Please rewrite the rows below from the line holding "of the tree" through the end of the rows, both included. Swap "tree line" for "forest edge" and leave everything else unchanged.

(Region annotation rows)
★ ★ ★ ★ ★ ★ ★
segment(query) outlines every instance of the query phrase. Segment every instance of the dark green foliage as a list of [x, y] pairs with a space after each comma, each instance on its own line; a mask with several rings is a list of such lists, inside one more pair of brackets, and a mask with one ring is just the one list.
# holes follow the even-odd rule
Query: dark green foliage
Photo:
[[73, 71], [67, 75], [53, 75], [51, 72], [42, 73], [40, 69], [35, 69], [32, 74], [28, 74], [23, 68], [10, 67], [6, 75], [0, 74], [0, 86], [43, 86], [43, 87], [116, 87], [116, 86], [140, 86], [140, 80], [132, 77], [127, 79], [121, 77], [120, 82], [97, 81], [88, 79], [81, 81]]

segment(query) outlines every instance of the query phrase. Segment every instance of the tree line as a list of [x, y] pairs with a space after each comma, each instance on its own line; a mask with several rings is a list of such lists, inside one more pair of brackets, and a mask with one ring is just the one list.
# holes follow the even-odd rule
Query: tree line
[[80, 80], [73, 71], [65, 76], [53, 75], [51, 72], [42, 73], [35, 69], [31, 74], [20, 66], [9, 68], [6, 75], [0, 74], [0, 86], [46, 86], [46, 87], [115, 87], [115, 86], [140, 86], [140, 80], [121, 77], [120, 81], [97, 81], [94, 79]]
★ ★ ★ ★ ★ ★ ★
## EXERCISE SOLUTION
segment(query) outlines every instance of the query phrase. Segment every instance of the forest edge as a list of [x, y] pairs with a space after each comma, each instance on its own line; a mask with several rings is a list of such lists, inside one more pair of brackets, and a mask with one ring is just the one list.
# holes follow the even-odd rule
Query: forest edge
[[80, 80], [73, 71], [65, 76], [53, 75], [51, 72], [42, 73], [35, 69], [31, 74], [20, 66], [9, 68], [6, 75], [0, 74], [0, 86], [46, 86], [46, 87], [115, 87], [115, 86], [140, 86], [140, 80], [121, 77], [120, 81], [97, 81], [94, 79]]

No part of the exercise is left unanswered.